2016-06-05 Thread Nikola Kalchev
As a patroller on my homewiki I can say that 15 of the 50 most active
editors according to stats.wikimedia.org would be capable of answering the
questions in one of the ten languages. Those are the people who translate
articles from the ten languages of the survey (13 from English, 2 from
Russian). Ask a few more patrollers from other communities, multiply by the
number of very active editors on those wikis and divide by the number of
asked patrollers :). It is not impossible to get a rough estimate.

Best regards,
User:Lord Bumbury / Nikola Kalchev
Wikimedians of Bulgaria, a Wikimedia CEE Spring international organiser

On Sun, Jun 5, 2016 at 11:45 PM, Dariusz Jemielniak 
wrote:

>
>
> On Sun, Jun 5, 2016 at 5:07 PM, Nikola Kalchev 
> wrote:
>
>> Dariusz, thank you for your clarification. I understand that translations
>> take time.

* _Data records_
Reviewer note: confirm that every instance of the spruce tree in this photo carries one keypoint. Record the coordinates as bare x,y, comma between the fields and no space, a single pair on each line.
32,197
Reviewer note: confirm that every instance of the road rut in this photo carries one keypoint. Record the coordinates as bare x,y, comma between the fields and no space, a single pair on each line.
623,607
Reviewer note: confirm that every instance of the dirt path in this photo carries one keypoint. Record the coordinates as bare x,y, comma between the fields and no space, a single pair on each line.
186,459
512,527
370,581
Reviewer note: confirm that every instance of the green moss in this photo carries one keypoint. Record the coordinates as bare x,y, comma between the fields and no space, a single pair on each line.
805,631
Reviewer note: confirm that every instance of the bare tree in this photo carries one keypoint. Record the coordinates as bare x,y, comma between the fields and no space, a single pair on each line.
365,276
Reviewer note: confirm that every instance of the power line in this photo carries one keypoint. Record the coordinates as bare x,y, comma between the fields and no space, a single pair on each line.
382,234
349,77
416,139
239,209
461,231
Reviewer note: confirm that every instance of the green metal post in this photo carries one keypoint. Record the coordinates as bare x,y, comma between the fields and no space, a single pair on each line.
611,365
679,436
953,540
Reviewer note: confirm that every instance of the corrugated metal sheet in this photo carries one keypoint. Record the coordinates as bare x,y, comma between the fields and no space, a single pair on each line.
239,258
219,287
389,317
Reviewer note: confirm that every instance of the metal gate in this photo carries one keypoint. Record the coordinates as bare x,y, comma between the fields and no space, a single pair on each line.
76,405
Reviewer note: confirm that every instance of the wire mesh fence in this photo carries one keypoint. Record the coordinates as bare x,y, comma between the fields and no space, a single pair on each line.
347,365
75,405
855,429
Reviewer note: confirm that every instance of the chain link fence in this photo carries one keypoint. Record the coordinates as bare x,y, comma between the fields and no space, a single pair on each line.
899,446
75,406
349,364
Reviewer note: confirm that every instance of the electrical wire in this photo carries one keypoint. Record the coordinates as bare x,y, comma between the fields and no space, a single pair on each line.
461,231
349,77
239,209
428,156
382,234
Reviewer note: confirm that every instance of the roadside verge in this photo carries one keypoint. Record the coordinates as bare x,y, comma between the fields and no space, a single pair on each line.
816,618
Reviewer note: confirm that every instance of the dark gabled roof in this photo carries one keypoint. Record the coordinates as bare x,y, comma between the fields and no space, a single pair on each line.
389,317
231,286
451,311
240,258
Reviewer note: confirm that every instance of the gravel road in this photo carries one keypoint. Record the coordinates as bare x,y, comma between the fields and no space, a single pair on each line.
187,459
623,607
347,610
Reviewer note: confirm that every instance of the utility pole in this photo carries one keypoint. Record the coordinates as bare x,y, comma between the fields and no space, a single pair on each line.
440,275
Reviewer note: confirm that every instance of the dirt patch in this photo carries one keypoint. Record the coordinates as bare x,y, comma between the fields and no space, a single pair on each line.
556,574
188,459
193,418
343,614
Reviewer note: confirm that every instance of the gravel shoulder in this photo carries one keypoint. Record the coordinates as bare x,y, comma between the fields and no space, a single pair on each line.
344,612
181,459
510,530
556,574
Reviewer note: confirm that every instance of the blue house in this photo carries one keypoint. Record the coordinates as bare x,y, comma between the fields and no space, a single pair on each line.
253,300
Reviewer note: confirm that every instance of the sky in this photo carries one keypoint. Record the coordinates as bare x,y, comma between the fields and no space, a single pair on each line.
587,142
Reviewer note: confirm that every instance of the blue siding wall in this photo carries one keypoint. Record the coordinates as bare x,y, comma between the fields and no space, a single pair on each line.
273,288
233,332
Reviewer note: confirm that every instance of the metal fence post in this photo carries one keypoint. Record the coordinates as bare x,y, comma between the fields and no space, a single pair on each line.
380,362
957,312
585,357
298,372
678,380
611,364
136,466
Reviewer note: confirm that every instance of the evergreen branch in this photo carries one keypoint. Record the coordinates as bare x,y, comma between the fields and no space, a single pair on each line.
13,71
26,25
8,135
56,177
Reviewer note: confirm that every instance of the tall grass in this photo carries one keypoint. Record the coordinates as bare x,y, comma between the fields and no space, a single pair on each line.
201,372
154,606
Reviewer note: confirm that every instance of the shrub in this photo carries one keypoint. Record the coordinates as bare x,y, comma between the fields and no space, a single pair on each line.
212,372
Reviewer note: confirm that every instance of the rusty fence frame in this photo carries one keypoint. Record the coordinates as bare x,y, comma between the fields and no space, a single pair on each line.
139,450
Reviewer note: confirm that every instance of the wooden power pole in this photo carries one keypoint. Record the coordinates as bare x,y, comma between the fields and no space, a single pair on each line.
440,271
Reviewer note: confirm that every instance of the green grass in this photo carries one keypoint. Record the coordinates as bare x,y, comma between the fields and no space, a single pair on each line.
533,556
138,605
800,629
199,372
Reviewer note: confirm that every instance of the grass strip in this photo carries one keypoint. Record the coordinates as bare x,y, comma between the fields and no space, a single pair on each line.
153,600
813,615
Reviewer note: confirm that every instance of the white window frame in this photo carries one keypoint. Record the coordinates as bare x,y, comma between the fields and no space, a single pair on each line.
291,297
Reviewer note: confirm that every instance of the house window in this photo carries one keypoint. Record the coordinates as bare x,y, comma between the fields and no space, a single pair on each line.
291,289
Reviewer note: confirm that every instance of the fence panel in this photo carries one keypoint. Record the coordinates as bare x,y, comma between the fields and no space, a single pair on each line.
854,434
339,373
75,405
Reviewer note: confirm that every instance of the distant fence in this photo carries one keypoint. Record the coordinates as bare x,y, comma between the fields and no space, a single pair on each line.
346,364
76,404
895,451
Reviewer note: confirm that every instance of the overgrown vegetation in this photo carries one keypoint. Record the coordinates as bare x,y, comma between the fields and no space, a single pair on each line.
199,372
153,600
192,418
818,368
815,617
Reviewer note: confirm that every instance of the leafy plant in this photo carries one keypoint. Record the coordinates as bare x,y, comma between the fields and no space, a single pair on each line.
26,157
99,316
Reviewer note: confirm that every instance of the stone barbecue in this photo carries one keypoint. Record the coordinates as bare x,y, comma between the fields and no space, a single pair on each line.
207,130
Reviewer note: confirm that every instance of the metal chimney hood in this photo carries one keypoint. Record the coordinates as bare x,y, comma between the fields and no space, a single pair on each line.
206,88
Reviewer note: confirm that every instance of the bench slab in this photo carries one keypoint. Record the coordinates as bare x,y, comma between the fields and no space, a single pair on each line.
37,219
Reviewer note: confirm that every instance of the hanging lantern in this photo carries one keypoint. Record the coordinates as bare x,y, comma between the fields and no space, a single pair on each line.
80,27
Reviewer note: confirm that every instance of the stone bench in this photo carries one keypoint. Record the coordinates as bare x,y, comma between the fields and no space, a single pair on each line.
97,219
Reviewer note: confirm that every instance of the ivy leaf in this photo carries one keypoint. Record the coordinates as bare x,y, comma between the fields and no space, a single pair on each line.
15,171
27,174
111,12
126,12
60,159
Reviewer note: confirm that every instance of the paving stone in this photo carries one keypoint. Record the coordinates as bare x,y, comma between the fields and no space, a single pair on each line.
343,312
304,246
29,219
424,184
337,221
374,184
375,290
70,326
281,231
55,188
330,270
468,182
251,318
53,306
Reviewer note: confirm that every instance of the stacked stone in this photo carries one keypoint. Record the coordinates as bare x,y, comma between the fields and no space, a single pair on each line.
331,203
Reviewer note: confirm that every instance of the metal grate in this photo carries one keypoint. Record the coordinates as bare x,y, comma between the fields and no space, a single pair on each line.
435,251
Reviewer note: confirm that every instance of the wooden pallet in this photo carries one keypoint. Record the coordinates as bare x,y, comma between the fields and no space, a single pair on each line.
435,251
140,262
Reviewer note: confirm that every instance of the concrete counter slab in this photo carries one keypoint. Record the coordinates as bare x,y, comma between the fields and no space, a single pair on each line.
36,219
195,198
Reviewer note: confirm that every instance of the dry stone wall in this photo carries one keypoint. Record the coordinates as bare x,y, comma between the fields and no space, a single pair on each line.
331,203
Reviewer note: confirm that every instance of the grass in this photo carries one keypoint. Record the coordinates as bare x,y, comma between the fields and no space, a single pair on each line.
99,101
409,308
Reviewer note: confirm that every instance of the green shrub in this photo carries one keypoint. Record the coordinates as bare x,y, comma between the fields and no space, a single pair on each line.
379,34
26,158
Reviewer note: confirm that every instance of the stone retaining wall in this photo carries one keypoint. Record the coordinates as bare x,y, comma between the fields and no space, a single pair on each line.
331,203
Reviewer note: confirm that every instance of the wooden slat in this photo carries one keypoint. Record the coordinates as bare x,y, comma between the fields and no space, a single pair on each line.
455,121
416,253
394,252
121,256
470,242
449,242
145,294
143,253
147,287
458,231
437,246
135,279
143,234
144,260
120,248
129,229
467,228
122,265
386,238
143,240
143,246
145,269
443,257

* _Required work_
1. Answer these questions from the mailing-list message.
(a) According to the writer, how many of the 50 most active editors on the homewiki could answer the questions in one of the ten languages?
(b) How many of those editors translate articles from Russian?
(c) At what time on Sun, Jun 5, 2016 did Dariusz Jemielniak write the quoted message?
2. Reproduce the part of the mailing-list message that opens with the words containing "2016-06-05 Thread Nikola" and closes with "a rough estimate.".

* _Results in order_
1.
(a) 15
(b) 2
(c) 11:45 PM

2.
2016-06-05 Thread Nikola Kalchev
As a patroller on my homewiki I can say that 15 of the 50 most active
editors according to stats.wikimedia.org would be capable of answering the
questions in one of the ten languages. Those are the people who translate
articles from the ten languages of the survey (13 from English, 2 from
Russian). Ask a few more patrollers from other communities, multiply by the
number of very active editors on those wikis and divide by the number of
asked patrollers :). It is not impossible to get a rough estimate.